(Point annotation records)
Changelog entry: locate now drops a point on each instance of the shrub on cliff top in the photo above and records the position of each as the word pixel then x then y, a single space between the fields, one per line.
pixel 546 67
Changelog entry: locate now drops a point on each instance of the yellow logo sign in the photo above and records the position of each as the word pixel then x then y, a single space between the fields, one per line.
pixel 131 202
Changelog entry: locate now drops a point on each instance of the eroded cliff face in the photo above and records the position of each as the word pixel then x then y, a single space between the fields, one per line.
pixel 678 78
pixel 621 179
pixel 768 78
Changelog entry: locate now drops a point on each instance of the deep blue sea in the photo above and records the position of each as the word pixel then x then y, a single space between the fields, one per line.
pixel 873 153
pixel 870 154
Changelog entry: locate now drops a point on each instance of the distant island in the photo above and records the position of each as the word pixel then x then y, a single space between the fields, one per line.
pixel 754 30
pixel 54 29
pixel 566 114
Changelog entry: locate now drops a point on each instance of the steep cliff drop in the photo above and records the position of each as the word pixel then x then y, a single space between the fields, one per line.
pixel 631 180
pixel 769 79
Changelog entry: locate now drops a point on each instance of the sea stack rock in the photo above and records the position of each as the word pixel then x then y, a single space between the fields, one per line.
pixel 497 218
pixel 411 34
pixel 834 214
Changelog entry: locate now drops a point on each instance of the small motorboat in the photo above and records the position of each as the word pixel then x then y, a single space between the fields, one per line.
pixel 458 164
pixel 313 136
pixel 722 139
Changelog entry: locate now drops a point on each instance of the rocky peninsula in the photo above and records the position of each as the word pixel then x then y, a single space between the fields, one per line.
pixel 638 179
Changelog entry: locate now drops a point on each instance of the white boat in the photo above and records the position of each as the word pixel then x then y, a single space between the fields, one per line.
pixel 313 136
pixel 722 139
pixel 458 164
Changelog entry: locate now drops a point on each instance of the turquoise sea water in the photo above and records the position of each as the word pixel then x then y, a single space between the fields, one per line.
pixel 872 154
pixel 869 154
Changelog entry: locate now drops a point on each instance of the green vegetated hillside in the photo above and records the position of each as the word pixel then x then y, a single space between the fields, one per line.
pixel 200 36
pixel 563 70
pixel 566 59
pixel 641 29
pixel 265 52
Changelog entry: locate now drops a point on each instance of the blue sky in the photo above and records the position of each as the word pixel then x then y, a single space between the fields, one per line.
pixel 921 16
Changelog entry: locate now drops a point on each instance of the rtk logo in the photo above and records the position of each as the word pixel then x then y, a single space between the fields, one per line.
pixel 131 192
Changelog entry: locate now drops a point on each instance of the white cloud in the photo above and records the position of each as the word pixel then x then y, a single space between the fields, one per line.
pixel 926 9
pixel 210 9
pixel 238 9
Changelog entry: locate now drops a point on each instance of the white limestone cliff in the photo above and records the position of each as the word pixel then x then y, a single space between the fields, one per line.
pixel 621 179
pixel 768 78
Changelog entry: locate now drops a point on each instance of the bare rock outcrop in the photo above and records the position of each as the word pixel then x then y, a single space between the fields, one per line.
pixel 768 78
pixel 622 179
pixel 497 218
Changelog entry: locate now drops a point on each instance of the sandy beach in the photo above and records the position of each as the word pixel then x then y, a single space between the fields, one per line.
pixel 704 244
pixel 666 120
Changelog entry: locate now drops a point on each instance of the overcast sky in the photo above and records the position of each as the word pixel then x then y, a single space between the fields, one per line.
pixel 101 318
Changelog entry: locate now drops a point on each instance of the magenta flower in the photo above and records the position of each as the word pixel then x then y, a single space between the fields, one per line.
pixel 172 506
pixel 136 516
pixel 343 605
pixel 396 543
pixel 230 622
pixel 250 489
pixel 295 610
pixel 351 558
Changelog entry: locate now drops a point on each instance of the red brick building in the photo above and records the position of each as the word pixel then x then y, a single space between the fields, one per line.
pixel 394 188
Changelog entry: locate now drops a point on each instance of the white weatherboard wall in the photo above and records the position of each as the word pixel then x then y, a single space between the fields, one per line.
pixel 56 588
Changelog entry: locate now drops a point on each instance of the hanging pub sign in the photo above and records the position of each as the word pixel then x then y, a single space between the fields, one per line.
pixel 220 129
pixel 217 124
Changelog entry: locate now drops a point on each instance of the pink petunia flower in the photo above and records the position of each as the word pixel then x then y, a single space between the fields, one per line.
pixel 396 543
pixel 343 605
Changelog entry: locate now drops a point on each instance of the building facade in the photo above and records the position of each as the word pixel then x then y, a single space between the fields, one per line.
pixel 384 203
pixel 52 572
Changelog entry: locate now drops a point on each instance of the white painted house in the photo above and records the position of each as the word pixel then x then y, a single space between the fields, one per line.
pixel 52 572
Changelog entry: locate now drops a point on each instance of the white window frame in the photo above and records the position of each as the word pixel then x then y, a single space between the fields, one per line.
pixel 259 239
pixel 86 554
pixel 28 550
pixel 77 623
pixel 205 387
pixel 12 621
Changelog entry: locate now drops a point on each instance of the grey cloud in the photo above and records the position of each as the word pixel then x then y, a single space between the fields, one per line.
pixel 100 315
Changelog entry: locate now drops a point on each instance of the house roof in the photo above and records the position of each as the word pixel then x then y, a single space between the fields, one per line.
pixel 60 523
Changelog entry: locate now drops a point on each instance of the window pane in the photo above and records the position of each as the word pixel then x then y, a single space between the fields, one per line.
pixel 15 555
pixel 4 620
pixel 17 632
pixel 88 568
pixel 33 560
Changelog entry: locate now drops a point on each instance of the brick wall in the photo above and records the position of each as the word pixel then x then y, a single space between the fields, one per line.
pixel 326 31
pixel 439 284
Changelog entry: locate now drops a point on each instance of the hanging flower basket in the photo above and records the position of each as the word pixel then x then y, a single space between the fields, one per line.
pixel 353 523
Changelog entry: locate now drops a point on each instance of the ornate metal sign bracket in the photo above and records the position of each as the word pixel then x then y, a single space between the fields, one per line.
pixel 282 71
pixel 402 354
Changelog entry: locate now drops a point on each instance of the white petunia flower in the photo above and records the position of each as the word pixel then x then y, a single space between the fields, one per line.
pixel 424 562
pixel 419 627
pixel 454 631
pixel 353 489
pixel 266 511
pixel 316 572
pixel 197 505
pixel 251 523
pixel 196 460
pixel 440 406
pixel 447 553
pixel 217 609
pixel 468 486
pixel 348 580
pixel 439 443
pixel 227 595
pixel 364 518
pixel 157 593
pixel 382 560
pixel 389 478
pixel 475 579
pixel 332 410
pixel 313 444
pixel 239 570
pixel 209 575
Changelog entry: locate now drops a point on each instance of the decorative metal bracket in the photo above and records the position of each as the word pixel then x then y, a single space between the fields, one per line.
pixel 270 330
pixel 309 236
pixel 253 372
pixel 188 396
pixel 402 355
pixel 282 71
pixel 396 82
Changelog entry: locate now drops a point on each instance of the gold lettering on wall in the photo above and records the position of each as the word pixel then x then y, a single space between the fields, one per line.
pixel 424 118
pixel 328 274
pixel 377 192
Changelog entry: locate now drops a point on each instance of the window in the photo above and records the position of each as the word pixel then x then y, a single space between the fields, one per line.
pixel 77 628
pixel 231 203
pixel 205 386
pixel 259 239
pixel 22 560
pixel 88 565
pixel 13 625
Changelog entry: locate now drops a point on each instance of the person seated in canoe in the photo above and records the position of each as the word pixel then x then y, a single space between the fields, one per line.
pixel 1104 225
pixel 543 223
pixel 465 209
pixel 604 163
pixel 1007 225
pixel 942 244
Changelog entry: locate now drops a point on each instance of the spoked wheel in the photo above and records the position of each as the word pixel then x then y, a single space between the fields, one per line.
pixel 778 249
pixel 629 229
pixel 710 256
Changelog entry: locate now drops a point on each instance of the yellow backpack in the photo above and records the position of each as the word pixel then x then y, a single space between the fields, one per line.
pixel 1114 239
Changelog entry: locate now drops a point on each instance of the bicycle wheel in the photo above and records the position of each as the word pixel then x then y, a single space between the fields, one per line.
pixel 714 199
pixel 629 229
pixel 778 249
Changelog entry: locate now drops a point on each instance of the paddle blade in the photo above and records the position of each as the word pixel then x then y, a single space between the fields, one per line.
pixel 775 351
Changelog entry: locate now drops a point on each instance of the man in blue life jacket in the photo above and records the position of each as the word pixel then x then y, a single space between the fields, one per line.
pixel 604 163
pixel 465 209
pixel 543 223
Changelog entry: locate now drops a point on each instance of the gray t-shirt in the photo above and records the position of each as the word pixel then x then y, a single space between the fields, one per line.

--- Written instruction ---
Reproduce the data word for word, from the line containing "of the eroded" through the line containing "pixel 769 79", with both of those lines included.

--- Reply to the exercise ---
Changelog entry: locate now drops a point on each instance of the eroded cliff face in the photo above and records the position of each as the word pixel then x then y, a single space between the fields, one per line.
pixel 678 78
pixel 621 179
pixel 768 78
Changelog entry: locate now drops a point on each instance of the deep blue sea in the photo above and records the position of each as the word pixel then x then y, a single space between the fields, one per line.
pixel 873 153
pixel 870 154
Changelog entry: locate now drops a point on each instance of the distant island in the photo above and records the position of each as the word pixel then x then y, a single space between the fields, one per line.
pixel 754 30
pixel 54 29
pixel 566 114
Changelog entry: locate now drops a point on each instance of the steep cliff drop in the photo above and records the position of each as the word pixel then x then y, a single space between the fields, one per line.
pixel 631 180
pixel 769 79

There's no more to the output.